● SUPPLIED INFORMATION:
------------------------------------------------------------------------
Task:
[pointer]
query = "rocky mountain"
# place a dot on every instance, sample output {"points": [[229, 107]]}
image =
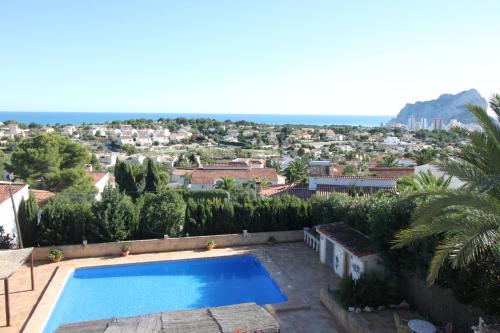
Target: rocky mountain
{"points": [[447, 107]]}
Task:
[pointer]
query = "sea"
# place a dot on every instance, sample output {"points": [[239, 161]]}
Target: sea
{"points": [[77, 118]]}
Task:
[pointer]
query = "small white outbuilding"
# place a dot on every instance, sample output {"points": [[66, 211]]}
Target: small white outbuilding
{"points": [[346, 251]]}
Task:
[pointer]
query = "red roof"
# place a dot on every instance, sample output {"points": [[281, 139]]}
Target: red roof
{"points": [[4, 190], [96, 176], [182, 172], [41, 196], [298, 190], [207, 176]]}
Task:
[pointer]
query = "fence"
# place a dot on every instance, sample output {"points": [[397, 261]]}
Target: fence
{"points": [[169, 244]]}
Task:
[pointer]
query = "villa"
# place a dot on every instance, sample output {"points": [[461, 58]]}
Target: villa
{"points": [[346, 251]]}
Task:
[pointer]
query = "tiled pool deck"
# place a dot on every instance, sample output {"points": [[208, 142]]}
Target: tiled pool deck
{"points": [[294, 266]]}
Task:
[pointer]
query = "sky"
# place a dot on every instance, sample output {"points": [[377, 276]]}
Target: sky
{"points": [[359, 57]]}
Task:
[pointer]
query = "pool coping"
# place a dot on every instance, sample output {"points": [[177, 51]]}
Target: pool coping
{"points": [[49, 298]]}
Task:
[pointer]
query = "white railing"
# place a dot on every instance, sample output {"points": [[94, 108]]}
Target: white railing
{"points": [[311, 239]]}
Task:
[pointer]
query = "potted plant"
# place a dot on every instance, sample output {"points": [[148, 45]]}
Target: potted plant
{"points": [[211, 244], [55, 255], [125, 249]]}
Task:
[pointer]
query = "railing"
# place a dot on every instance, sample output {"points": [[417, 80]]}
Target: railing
{"points": [[311, 239]]}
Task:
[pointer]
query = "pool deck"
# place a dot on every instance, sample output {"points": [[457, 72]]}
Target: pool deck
{"points": [[294, 266]]}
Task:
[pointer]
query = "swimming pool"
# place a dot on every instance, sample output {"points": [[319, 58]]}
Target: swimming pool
{"points": [[134, 289]]}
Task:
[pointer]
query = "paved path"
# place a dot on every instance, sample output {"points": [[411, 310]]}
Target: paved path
{"points": [[300, 264]]}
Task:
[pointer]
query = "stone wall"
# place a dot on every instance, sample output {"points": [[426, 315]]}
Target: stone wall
{"points": [[169, 244], [440, 305]]}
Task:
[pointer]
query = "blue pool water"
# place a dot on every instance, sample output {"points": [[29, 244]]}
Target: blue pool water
{"points": [[135, 289]]}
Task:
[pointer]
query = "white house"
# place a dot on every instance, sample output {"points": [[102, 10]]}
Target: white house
{"points": [[68, 130], [100, 181], [125, 139], [7, 217], [346, 251], [345, 148], [391, 140]]}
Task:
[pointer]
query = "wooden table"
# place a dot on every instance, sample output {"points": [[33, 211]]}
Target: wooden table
{"points": [[421, 326]]}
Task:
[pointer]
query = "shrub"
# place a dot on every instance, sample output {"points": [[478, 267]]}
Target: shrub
{"points": [[126, 247], [370, 289], [5, 239], [55, 255]]}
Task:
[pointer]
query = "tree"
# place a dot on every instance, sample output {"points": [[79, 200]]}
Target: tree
{"points": [[424, 180], [226, 183], [467, 220], [27, 216], [45, 154], [155, 177], [127, 180], [115, 217], [161, 214], [2, 161], [6, 240], [297, 172], [424, 156], [64, 220]]}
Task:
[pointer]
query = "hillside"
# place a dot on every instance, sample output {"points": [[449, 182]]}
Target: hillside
{"points": [[447, 107]]}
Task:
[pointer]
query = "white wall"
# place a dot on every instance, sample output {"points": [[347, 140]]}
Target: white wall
{"points": [[100, 185], [7, 219], [338, 259]]}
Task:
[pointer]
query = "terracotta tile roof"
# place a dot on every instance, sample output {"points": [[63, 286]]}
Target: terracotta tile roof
{"points": [[353, 240], [41, 196], [358, 177], [365, 191], [298, 190], [96, 176], [4, 190], [182, 171], [394, 172], [205, 176]]}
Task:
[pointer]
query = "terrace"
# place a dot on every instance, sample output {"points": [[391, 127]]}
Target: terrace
{"points": [[292, 265]]}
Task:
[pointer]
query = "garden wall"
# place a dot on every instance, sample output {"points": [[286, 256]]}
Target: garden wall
{"points": [[349, 320], [169, 244], [440, 305]]}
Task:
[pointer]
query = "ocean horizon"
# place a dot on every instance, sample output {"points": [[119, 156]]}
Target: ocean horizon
{"points": [[77, 118]]}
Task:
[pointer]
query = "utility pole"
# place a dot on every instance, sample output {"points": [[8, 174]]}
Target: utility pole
{"points": [[18, 228]]}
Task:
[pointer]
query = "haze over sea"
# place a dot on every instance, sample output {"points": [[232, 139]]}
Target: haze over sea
{"points": [[76, 118]]}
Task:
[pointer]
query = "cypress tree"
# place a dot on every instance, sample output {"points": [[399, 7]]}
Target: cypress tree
{"points": [[115, 217], [153, 176], [27, 216]]}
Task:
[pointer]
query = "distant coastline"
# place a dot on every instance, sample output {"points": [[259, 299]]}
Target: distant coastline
{"points": [[77, 118]]}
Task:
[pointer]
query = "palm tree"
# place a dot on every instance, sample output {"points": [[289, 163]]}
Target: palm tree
{"points": [[424, 181], [226, 183], [466, 219]]}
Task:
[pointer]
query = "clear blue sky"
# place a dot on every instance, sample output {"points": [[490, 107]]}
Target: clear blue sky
{"points": [[259, 56]]}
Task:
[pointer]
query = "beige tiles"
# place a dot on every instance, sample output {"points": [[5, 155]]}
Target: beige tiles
{"points": [[298, 267]]}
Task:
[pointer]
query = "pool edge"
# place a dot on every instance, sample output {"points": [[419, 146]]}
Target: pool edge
{"points": [[43, 310]]}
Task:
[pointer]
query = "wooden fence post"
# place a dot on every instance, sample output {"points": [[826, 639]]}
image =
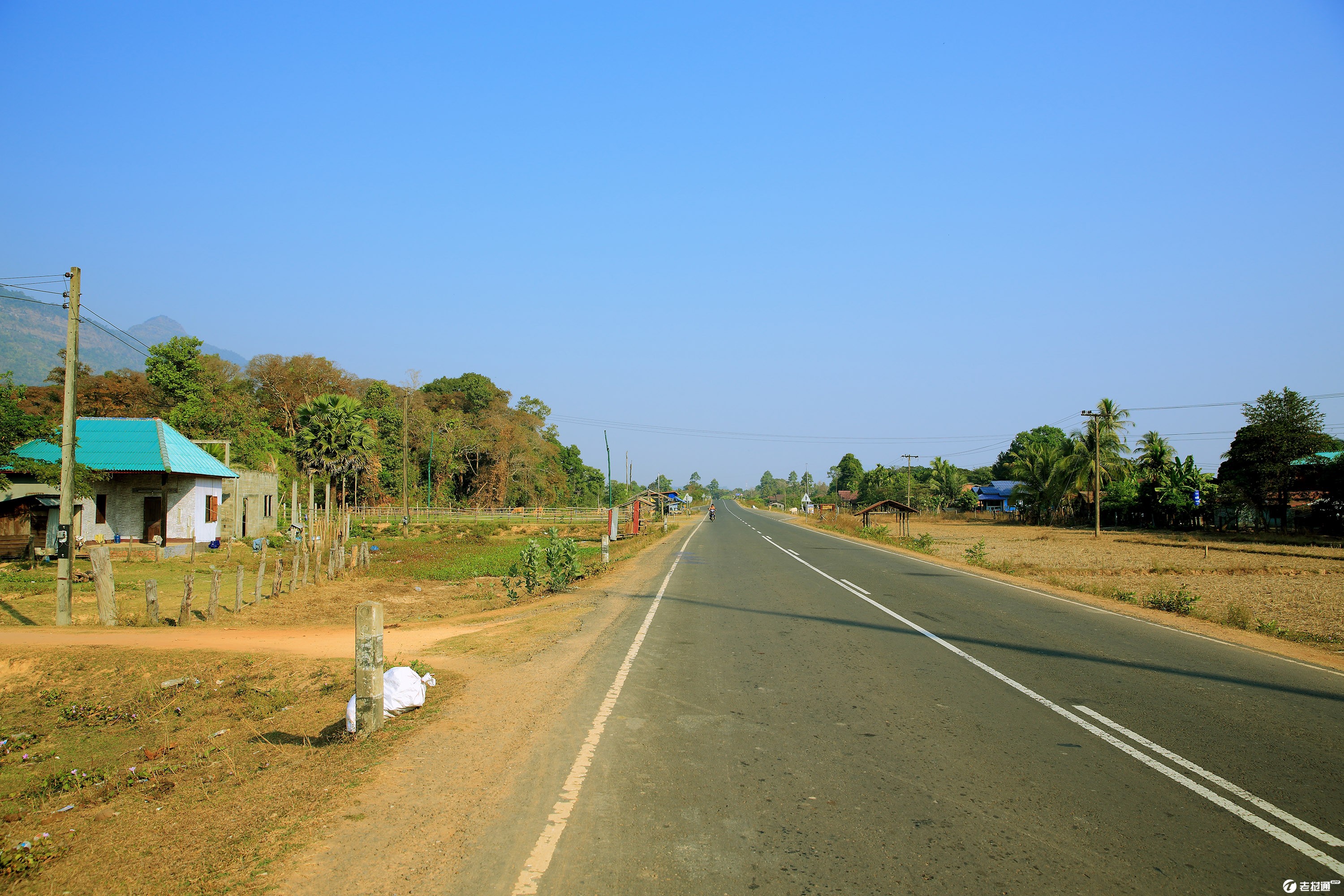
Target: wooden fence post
{"points": [[187, 594], [152, 601], [369, 667], [261, 577], [213, 613], [101, 558]]}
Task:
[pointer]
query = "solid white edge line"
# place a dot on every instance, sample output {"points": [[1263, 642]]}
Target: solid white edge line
{"points": [[1086, 606], [1226, 785], [1273, 831], [545, 849]]}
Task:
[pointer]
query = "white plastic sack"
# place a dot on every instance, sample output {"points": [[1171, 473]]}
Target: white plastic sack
{"points": [[402, 691]]}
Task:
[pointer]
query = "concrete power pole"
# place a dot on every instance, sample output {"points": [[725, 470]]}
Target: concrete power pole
{"points": [[65, 536], [1096, 418], [406, 464]]}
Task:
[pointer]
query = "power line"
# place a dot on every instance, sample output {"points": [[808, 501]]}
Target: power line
{"points": [[85, 320], [1180, 408], [111, 324], [30, 289], [761, 437], [35, 302]]}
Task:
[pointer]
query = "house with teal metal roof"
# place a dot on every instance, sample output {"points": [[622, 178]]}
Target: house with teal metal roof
{"points": [[159, 482]]}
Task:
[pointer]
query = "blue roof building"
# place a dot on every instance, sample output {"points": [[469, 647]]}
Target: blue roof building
{"points": [[998, 495], [160, 487]]}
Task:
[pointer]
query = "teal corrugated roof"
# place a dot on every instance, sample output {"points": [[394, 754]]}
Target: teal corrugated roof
{"points": [[1320, 457], [131, 445]]}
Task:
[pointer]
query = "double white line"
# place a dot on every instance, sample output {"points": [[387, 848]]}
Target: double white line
{"points": [[1241, 812]]}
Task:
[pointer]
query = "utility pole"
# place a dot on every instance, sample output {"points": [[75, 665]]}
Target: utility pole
{"points": [[909, 473], [608, 470], [65, 538], [406, 466], [1096, 424]]}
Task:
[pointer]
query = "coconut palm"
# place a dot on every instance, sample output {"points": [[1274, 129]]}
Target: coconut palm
{"points": [[1178, 482], [334, 437], [947, 481], [1155, 454], [1046, 477]]}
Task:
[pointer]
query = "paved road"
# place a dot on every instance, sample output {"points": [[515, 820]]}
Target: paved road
------------------------------------------------------------------------
● WHAT IS BEING ASKED:
Locate each line in the listing above that contains the string "solid", matching case exactly, and copy those lines in full.

● CORRECT RESULT:
query = "solid white edge line"
Target: solid white edge line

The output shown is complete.